→ Exercise passage
= = = = =
General characteristics
- Type: Steel twin screw
- Tonnage: 272 GRT
- Length: 130 ft 5 in (39.75 m)
- Beam: 25 ft 1 in (7.65 m)
- Draught: 8 ft 9 in (2.67 m)
- Installed power: 140 inverted horsepower
- Propulsion: Twin compound steam engine
- Speed: 10 knots (19 km/h; 12 mph)

= HMAS Carroo =

Lighter of the Royal Australian Navy

HMAS Carroo was a lighter of the Royal Australian Navy (RAN) between 1942 and 1946 during World War II. Built for G. S. Yuill, London, she was sold to the Adelaide Steamship Company in September 1897. She was requisitioned by the RAN in June 1942 until she was returned to her owners in 1946. She was sold in 1954 to Hopewell Steam Shipping Company Ltd, Maryborough and was renamed Kgari. She was scuttled at Roy Rufus Reef, Hervey Bay on 19 September 1976.

==Construction and design==
The ship was built in 1897 by Edward Bros., North Shields for the Australia-Oriental Line (G. S. Yuill) of London.

==Operational service==
The ship was bought in September 1897 by the Adelaide Steamship Company and was rebuilt in 1904.
= = = = =
→ Exercise requirements
1) In the HMAS Carroo article, where and on what date was the ship scuttled?
2) Carry on the HMAS Carroo article from its final sentence.

→ Information provided
= = = = =
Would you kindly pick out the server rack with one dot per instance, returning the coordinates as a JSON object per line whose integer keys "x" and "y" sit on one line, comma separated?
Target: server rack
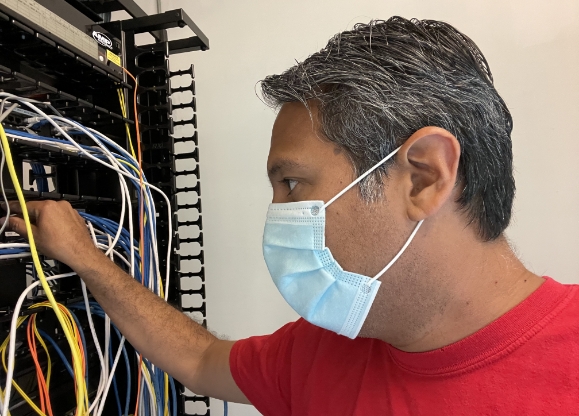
{"x": 80, "y": 79}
= = = = =
→ Answers by task
1) At Roy Rufus Reef, Hervey Bay, on 19 September 1976.

2)
She was gutted by fire on 6 March 1920. The ship was carrying a cargo including 'benzine' and was near Dunk Island when, at 5 am, there was a violent explosion in the after hold, followed almost immediately by an explosion in the forward hold. Flames higher than the mast emerged from the after hold and set fire to the ship's boats and superstructure. The first mate was sitting on a hatch at the time of the first explosion and disappeared; some human bones were found later inside the vessel. He was the only fatality, although the engineer was badly burned. The crew fought the raging fire for some hours. The crew were rescued by the Karuah, with all being taken aboard by 1 pm. The Karuah towed the still blazing hulk to Townsville and her crew later claimed salvage rights.

The hull was rebought from the underwriters and refitted in 1921 at the Cleveland Foundry slipway in Townsville. She returned to service, in August 1921, carrying sugar.

She was requisitioned by the RAN in June 1942 for service as a lighter during World War II and she was returned to her owners at the end of hostilities. She was sold in 1954 to Hopewell Steam Shipping Company Ltd and renamed Kgari.

==Fate==
She was scuttled at Roy Rufus Reef, Hervey Bay on 19 September 1976.